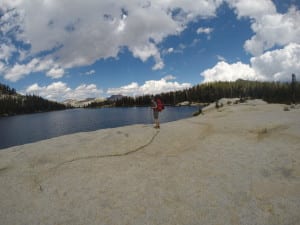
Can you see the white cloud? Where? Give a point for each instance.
(276, 65)
(221, 58)
(90, 72)
(61, 29)
(150, 87)
(252, 9)
(271, 28)
(203, 30)
(55, 73)
(18, 71)
(169, 77)
(6, 51)
(229, 72)
(59, 91)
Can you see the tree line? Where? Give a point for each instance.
(272, 92)
(12, 103)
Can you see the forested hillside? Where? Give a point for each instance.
(272, 92)
(12, 103)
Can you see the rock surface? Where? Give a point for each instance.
(235, 165)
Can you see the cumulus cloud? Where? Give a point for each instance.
(56, 73)
(204, 30)
(59, 91)
(90, 72)
(276, 65)
(150, 87)
(229, 72)
(19, 71)
(270, 28)
(59, 29)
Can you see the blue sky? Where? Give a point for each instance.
(79, 49)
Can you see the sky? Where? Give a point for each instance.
(74, 49)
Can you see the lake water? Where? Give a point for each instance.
(22, 129)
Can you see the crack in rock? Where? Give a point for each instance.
(109, 155)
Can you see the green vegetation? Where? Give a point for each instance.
(272, 92)
(12, 103)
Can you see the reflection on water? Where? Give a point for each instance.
(24, 129)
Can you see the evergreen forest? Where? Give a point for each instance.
(271, 92)
(12, 103)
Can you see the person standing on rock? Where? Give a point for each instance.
(157, 107)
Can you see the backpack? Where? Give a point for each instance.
(160, 105)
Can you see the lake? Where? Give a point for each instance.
(23, 129)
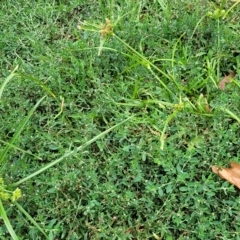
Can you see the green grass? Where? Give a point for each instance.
(112, 136)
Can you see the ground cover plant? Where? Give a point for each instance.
(112, 114)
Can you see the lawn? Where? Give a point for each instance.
(111, 116)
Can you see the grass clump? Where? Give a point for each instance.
(110, 128)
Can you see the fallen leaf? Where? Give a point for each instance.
(226, 79)
(232, 174)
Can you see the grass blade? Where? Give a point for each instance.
(31, 219)
(68, 154)
(7, 80)
(16, 135)
(7, 222)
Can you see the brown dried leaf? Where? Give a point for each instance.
(226, 79)
(232, 174)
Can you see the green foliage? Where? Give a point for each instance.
(155, 63)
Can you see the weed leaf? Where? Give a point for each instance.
(232, 174)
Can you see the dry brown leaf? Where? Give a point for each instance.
(232, 174)
(226, 79)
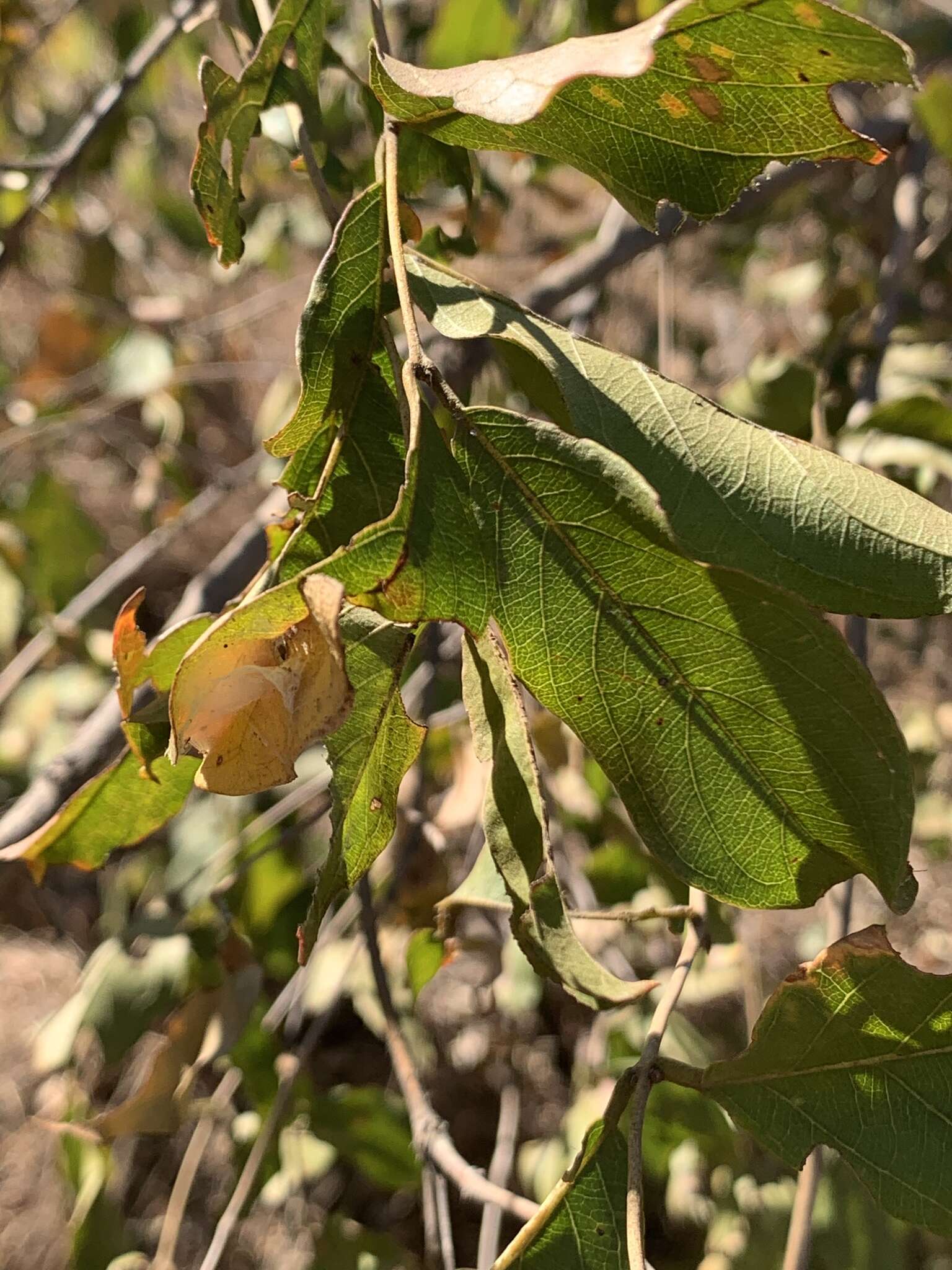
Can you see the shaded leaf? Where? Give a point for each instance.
(154, 1108)
(852, 1050)
(369, 1128)
(425, 957)
(517, 833)
(232, 111)
(115, 809)
(753, 752)
(339, 328)
(687, 107)
(128, 651)
(584, 1226)
(735, 494)
(265, 682)
(369, 756)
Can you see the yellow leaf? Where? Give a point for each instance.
(128, 651)
(265, 682)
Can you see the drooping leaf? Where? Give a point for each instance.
(369, 756)
(128, 651)
(339, 328)
(753, 752)
(687, 107)
(232, 111)
(265, 682)
(855, 1052)
(584, 1226)
(363, 487)
(735, 494)
(115, 809)
(428, 559)
(517, 832)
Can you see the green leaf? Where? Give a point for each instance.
(425, 957)
(369, 756)
(118, 808)
(369, 1128)
(338, 333)
(232, 111)
(733, 84)
(584, 1214)
(855, 1052)
(735, 494)
(467, 31)
(753, 752)
(933, 107)
(364, 484)
(517, 833)
(428, 559)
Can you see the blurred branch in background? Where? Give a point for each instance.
(183, 16)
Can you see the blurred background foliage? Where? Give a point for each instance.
(136, 374)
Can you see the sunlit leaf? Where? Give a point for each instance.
(687, 107)
(232, 111)
(369, 755)
(265, 682)
(517, 833)
(735, 494)
(853, 1050)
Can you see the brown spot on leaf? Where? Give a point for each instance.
(707, 102)
(707, 69)
(673, 106)
(808, 14)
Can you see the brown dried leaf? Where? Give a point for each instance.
(517, 89)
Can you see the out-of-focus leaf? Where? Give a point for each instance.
(935, 110)
(469, 31)
(232, 112)
(687, 107)
(128, 651)
(339, 329)
(304, 1158)
(116, 809)
(517, 832)
(120, 996)
(265, 682)
(922, 417)
(347, 1246)
(858, 543)
(61, 541)
(853, 1050)
(369, 1128)
(154, 1106)
(425, 957)
(369, 756)
(775, 391)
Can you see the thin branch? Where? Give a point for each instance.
(431, 1137)
(188, 1169)
(60, 163)
(500, 1168)
(695, 939)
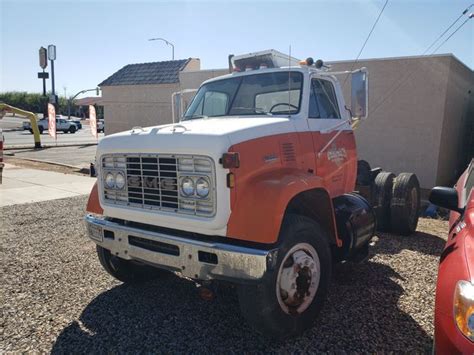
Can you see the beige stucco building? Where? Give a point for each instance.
(421, 116)
(421, 109)
(140, 94)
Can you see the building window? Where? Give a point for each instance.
(322, 101)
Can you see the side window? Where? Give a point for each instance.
(322, 101)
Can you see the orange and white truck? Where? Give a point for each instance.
(254, 186)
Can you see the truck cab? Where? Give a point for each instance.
(254, 185)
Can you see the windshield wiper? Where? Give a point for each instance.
(254, 109)
(194, 117)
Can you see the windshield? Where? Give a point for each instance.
(276, 93)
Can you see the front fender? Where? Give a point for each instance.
(260, 204)
(93, 204)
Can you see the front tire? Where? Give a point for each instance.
(125, 270)
(290, 297)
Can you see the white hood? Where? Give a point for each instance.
(199, 136)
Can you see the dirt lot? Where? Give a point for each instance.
(55, 297)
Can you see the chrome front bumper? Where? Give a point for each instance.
(192, 258)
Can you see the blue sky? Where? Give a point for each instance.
(96, 38)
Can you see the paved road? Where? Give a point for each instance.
(80, 156)
(15, 137)
(22, 185)
(25, 138)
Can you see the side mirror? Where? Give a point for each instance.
(445, 197)
(360, 94)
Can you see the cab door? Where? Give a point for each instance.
(332, 135)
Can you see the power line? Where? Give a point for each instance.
(366, 40)
(408, 75)
(446, 30)
(452, 34)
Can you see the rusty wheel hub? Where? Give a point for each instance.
(298, 279)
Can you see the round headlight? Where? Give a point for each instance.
(109, 180)
(187, 186)
(120, 181)
(202, 187)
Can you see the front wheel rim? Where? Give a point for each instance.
(298, 279)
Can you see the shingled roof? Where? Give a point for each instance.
(166, 72)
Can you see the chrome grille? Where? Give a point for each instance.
(152, 182)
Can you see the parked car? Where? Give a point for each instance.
(100, 126)
(454, 304)
(76, 122)
(62, 125)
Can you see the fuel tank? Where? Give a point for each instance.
(355, 220)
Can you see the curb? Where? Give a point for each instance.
(79, 169)
(49, 146)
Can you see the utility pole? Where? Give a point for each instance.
(43, 61)
(52, 58)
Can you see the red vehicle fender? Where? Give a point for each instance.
(93, 204)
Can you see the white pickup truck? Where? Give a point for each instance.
(62, 125)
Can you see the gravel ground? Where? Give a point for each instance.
(56, 297)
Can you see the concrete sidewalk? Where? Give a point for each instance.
(22, 185)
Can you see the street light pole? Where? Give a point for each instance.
(167, 42)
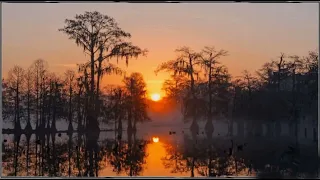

▸ **Task requirements**
Print out the records in full and exactly, dropping every picture.

▸ **The completed task**
Can you see the white cloud? Where? Give a point for each instance.
(276, 65)
(221, 58)
(90, 72)
(61, 29)
(150, 87)
(252, 9)
(271, 28)
(203, 30)
(55, 73)
(18, 71)
(169, 77)
(6, 51)
(229, 72)
(59, 91)
Can you see the tree line? Where? Give a point for each instance.
(272, 92)
(12, 103)
Can you see the forested hillside? Where? Give a point for each instance.
(272, 92)
(12, 103)
Can you see the rock surface? Where? Give a point for each instance.
(235, 165)
Can you see the cumulus cloud? Where? Give a point for each instance.
(56, 73)
(204, 30)
(59, 91)
(90, 72)
(276, 65)
(150, 87)
(229, 72)
(19, 71)
(270, 28)
(59, 29)
Can you see the blue sky? Where? Give a point for each instance.
(79, 49)
Can you see the sky? Where? Give a point for each instance.
(74, 49)
Can you see the lake water? Where? Give a point for each instance.
(22, 129)
Can you see the crack in rock? Where? Give a point for each instance.
(109, 155)
Can you see the green vegetation? Where? Give a point for each instance.
(272, 92)
(12, 103)
Can you see the reflection on water? Where? Give a point for each instance.
(24, 129)
Can you see the evergreen forest? Where? Give a point for each instance.
(271, 92)
(12, 103)
Can you see the person standing on rock? Where? Give a point for each instance.
(157, 107)
Can you see the backpack? Where? Give a point for each instance.
(160, 105)
Can you see the lake? Where? Give a point for each instance.
(23, 129)
Can you see the green grass? Where? Give a point for each instance.
(112, 136)
Can you see the ground cover plant? Where? Give a point for each instance.
(112, 114)
Can you see the lawn? Where? Give a point for each instance.
(111, 116)
Can you see the grass clump? Where? Give a point for each instance.
(110, 128)
Can you see the fallen leaf? Where? Give a point for each instance.
(226, 79)
(232, 174)
Can you see the grass blade? Where? Give a point for each instance.
(31, 219)
(68, 154)
(7, 80)
(16, 135)
(7, 222)
Can you see the brown dried leaf? Where? Give a point for each instance.
(226, 79)
(232, 174)
Can you see the green foliage? Where? Give a point for each instance.
(155, 63)
Can you see the weed leaf? Where? Give a point for each instance.
(232, 174)
Can you see the dry brown leaf? Where? Give a point for each instance.
(232, 174)
(226, 79)
Can you see the shaded leaf? Where? Give a point for each instance.
(154, 1108)
(852, 1050)
(369, 1128)
(425, 957)
(517, 833)
(232, 111)
(115, 809)
(753, 752)
(339, 328)
(687, 107)
(128, 651)
(584, 1226)
(735, 494)
(265, 682)
(369, 756)
Can you see the yellow leaf? Where? Give a point for each instance.
(128, 651)
(265, 682)
Can you see the drooping leaf? Where? Give a point for each instance.
(369, 756)
(128, 651)
(339, 328)
(753, 752)
(687, 107)
(232, 111)
(265, 682)
(855, 1052)
(584, 1226)
(363, 487)
(735, 494)
(115, 809)
(428, 559)
(517, 832)
Can you see the green leaf? Where? Give a point for each instance.
(425, 957)
(369, 756)
(118, 808)
(369, 1128)
(338, 333)
(232, 111)
(733, 84)
(584, 1214)
(855, 1052)
(735, 494)
(467, 31)
(753, 752)
(933, 107)
(364, 484)
(517, 833)
(428, 559)
Can you see the blurred branch in background? Where? Give a point for each instance.
(183, 16)
Can you see the blurred background foliage? Where? Give a point for each instance.
(136, 374)
Can you see the sunlit leaf? Where? Give a point for each instance.
(687, 107)
(232, 111)
(369, 755)
(265, 682)
(517, 833)
(735, 494)
(853, 1050)
Can you see the brown spot on leaf? Where? Give a point for each instance.
(707, 102)
(707, 69)
(673, 106)
(808, 14)
Can you see the brown dried leaf? Where? Give a point for each instance.
(517, 89)
Can you see the out-of-focus leaf? Where? Give a point for each instance.
(935, 110)
(469, 31)
(232, 112)
(687, 107)
(128, 651)
(339, 329)
(304, 1158)
(116, 809)
(517, 832)
(120, 996)
(265, 682)
(922, 417)
(347, 1246)
(858, 543)
(61, 541)
(853, 1050)
(369, 1128)
(154, 1106)
(425, 957)
(369, 756)
(775, 391)
Can you see the thin branch? Where? Give a point for each instance.
(431, 1137)
(188, 1169)
(60, 163)
(500, 1168)
(695, 939)
Can you see the beige stucco building? Where? Give a point for each instance.
(421, 116)
(421, 109)
(140, 94)
Can you see the building window? Where? Give a point for each instance.
(322, 101)
Can you see the side window? Where? Give a point for each instance.
(322, 101)
Can you see the orange and white truck? Where? Give a point for each instance.
(254, 186)
Can you see the truck cab? Where? Give a point for each instance.
(254, 185)
Can you see the windshield wiper? Where? Give a point for each instance.
(254, 109)
(194, 117)
Can you see the windshield? Where? Give a point for each instance.
(276, 93)
Can you see the front fender? Where? Give a point for each instance.
(260, 204)
(93, 204)
Can you see the front tire? Where? Give a point for each instance.
(125, 270)
(290, 297)
Can you see the white hood? Where? Give a point for each instance.
(199, 136)
Can you see the dirt lot? Where? Give a point for each instance.
(55, 297)
Can you see the chrome front bumper? Where? Give a point for each instance.
(192, 258)
Can you see the blue sky? Where? Give a point for each instance.
(96, 38)
Can you see the paved road? Where? Give a point for each instance.
(80, 156)
(15, 137)
(22, 185)
(25, 138)
Can you see the side mirror? Where? Give a point for each instance.
(445, 197)
(360, 94)
Can you see the cab door? Where? Give a point for each instance.
(332, 135)
Can you see the power line? Where? Give a point for each instance.
(366, 40)
(408, 75)
(446, 30)
(452, 34)
Can you see the rusty wheel hub? Where? Give a point for each instance.
(298, 279)
Can you see the round headlight? Where? Give a point for each instance.
(109, 180)
(187, 186)
(120, 181)
(202, 187)
Can you see the front wheel rim? Where? Give a point for each instance.
(298, 279)
Can you see the shingled roof? Where? Give a point for each instance.
(166, 72)
Can you see the chrome grille? Where? Give a point for each instance.
(152, 182)
Can you see the parked car? Where? Give a point for each instance.
(100, 126)
(454, 304)
(76, 122)
(62, 125)
Can you see the fuel tank? Where? Give a point for each instance.
(355, 220)
Can you see the curb? Where? Give a point for each instance.
(79, 169)
(49, 146)
Can you see the utility pole? Where? Give a point for each instance.
(43, 61)
(52, 58)
Can you see the red vehicle fender? Where? Give a point for each instance.
(93, 204)
Can you see the white pickup truck? Where? Give a point for each instance.
(62, 125)
Can you see the gravel ground? Where? Give a point for each instance.
(56, 297)
Can you see the concrete sidewalk? Where? Give a point for each instance.
(22, 185)
Can you see the street light pole? Where? Give a point for each instance.
(167, 42)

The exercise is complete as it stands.